-------- ПРЕДОСТАВЛЕННЫЙ ОТРЫВОК

По материнской линии мой отец вел свое происхождение из очень старого и богатого банкирского еврейского рода. Первое упоминание о семье Ландау в Кракове, куда они пришли из немецкого города Ландау, относится к 1558 году. О матери отца, моей бабке Саломее Ландау, я знаю совсем мало.Только ее затянутая в невозможную рюмочку талия на старинной фотографии с детства поражала мое воображение. Да еще рассказывали, что она, будучи женщиной эмансипированной, очень плохо знала идиш, и с отцом своим, Биньямином Ландау, к величайшему его стыду и недовольству, говорила на польском пополам с немецким. А уж о дальнейших ее предках я не знала совсем ничего. Между тем, говорила мне моя  мать, среди бумаг отца лежала рукопись с его воспоминаниями о детстве и молодости, начатыми где-то в середине 30-х годов.
Увы, идя по стопам бабушки Саломеи, я не знаю языка моих ближайших предков. Да если бы и знала, не сумела бы разобраться в выцветших, ненумерованных, исписанных вдоль и поперек листках, в незнакомом мне черновом почерке моего отца. И прочесть его воспоминания я не могла до тех пор, пока, уже здесь, в процессе подготовки к публикации в одном из американских еврейских журналов, часть из них не перевели на английский. (Все мои попытки опубликовать это на идише или на иврите в Израиле пока были неуспешны.)

----------------
-------- ЗАПИСАННЫЕ ДАННЫЕ

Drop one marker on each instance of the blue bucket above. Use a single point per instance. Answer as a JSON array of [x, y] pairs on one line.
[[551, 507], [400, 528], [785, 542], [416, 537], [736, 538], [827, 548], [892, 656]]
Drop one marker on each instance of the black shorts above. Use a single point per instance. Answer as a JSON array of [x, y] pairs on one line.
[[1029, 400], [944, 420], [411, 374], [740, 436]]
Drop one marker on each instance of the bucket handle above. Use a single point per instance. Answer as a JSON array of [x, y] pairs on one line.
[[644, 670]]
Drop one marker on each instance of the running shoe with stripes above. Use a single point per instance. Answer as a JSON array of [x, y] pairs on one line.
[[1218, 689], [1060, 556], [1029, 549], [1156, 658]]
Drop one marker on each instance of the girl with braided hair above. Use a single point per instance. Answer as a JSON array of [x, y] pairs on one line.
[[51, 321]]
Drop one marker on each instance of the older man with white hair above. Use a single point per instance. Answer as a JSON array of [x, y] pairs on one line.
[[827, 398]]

----------------

ЧТО НУЖНО СДЕЛАТЬ |
1. Определите, соответствуют ли отрывку о семье Ландау следующие утверждения: (a) первое упоминание о семье Ландау в Кракове относится к 1558 году; (b) Саломея Ландау хорошо знала идиш; (c) попытки опубликовать воспоминания на идише или на иврите в Израиле оказались успешными. Для каждого ответьте «да» или «нет» и приведите точную цитату из отрывка, которая это подтверждает.
2. Замените в отрывке о семье Ландау «английский» на «французский» и перепишите фрагмент от «Увы, идя по» до «пока были неуспешны.)».
3. Из какого немецкого города семья Ландау пришла в Краков, согласно отрывку?

ОТВЕТЫ НИЖЕ |
1.
(a) Да: «Первое упоминание о семье Ландау в Кракове, куда они пришли из немецкого города Ландау, относится к 1558 году».
(b) Нет: «очень плохо знала идиш».
(c) Нет: «Все мои попытки опубликовать это на идише или на иврите в Израиле пока были неуспешны».

2.
Увы, идя по стопам бабушки Саломеи, я не знаю языка моих ближайших предков. Да если бы и знала, не сумела бы разобраться в выцветших, ненумерованных, исписанных вдоль и поперек листках, в незнакомом мне черновом почерке моего отца. И прочесть его воспоминания я не могла до тех пор, пока, уже здесь, в процессе подготовки к публикации в одном из американских еврейских журналов, часть из них не перевели на французский. (Все мои попытки опубликовать это на идише или на иврите в Израиле пока были неуспешны.)

3. Из немецкого города Ландау.